Исходный текст —
+---+

Нельзя не обратить внимание и на то, что Фонвизин различает формальную и реальную «вольность», выступая с самой резкой критикой Запада. Вот что он пишет о Франции во время своего заграничного путешествия 1777-1778 гг.: «Первое право каждого француза есть вольность; но истинное настоящее его состояние есть рабство, ибо бедный человек не может снискать своего пропитания иначе, как рабскою работою, а если захочет пользоваться драгоценною своею вольностью, то должен будет умереть с голоду. Словом, вольность есть пустое имя и право сильного остается правом превыше всех законов»15. И добавляет в другом письме: «Божество его (француза. - Н. И.) - деньги».

+---+

Исходные материалы —
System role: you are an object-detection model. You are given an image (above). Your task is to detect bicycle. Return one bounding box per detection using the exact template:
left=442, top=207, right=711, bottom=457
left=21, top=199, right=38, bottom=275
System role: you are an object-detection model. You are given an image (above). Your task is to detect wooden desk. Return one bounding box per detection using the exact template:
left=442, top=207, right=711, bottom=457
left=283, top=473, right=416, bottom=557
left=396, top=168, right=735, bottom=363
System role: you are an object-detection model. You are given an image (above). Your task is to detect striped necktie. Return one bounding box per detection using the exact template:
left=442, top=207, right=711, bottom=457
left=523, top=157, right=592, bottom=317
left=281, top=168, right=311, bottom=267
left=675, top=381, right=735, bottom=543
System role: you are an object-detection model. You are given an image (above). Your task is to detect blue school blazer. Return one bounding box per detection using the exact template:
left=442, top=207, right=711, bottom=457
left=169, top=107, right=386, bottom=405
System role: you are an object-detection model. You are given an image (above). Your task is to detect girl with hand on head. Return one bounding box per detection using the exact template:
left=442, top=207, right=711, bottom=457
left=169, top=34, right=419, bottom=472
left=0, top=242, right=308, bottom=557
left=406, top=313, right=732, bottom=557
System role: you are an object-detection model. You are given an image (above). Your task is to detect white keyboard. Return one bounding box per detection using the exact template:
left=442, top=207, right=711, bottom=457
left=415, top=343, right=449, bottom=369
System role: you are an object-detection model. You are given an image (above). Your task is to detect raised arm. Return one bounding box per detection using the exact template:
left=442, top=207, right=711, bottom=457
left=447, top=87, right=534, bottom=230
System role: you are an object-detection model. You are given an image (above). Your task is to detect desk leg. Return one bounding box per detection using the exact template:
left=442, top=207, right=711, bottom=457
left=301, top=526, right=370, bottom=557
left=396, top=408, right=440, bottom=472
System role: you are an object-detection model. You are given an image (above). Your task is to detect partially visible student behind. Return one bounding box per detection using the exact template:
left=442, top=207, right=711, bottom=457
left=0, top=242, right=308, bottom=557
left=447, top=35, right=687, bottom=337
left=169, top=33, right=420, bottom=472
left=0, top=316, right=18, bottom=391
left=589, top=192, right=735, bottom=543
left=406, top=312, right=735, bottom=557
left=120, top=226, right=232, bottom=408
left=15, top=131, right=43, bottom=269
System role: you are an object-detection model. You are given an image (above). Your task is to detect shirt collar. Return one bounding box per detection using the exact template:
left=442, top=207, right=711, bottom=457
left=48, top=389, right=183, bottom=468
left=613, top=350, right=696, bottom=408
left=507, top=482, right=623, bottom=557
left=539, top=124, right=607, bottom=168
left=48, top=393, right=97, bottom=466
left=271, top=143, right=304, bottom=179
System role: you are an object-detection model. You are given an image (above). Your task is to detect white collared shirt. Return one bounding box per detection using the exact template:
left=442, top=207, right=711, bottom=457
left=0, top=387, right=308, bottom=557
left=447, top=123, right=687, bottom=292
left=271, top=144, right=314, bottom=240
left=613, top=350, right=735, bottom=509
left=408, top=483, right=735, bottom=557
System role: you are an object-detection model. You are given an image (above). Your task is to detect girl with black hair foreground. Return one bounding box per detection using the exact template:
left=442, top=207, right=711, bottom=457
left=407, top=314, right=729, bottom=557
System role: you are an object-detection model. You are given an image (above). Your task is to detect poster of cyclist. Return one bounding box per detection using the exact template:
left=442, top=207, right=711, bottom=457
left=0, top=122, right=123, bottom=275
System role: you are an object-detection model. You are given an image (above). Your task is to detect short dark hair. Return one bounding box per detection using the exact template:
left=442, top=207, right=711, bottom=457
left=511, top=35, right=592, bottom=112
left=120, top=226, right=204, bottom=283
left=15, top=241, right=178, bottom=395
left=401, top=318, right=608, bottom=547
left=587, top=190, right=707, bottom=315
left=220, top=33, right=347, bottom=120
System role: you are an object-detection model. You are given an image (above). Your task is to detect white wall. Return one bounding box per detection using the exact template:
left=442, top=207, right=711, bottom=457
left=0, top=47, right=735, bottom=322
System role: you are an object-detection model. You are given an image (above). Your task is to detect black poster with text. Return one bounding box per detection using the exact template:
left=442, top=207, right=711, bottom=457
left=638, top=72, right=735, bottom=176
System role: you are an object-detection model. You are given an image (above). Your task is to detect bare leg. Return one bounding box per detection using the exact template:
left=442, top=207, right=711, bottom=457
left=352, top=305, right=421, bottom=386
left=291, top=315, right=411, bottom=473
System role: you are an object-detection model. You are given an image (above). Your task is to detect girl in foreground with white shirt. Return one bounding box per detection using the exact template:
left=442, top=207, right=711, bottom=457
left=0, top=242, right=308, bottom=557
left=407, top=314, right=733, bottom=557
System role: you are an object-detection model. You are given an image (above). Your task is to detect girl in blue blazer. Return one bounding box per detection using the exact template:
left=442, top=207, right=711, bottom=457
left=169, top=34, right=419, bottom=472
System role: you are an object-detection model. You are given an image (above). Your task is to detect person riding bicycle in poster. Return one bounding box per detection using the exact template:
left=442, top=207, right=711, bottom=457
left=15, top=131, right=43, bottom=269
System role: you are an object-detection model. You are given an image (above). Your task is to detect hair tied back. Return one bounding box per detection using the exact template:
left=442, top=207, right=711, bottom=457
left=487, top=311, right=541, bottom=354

+---+

Задания для выполнения —
A – Переведите на английский язык предложение из исходного текста о взглядах Фонвизина: «Нельзя не обратить внимание и на то, что Фонвизин различает формальную и реальную «вольность», выступая с самой резкой критикой Запада».
B – Сверьте три утверждения с исходным текстом о Фонвизине. Для каждого ответьте «да» или «нет» и приведите дословно решающие слова текста.
(i) Заграничное путешествие Фонвизина пришлось на 1777–1778 годы.
(ii) По словам Фонвизина, бедный француз может прокормиться, пользуясь своей вольностью.
(iii) По мнению Фонвизина, во Франции законы стоят выше права сильного.

Полные решения —
A – One cannot fail to notice that Fonvizin distinguishes between formal and real "liberty," while voicing the harshest criticism of the West.

B –
(i) Да: «во время своего заграничного путешествия 1777-1778 гг.»
(ii) Нет: «если захочет пользоваться драгоценною своею вольностью, то должен будет умереть с голоду»
(iii) Нет: «право сильного остается правом превыше всех законов»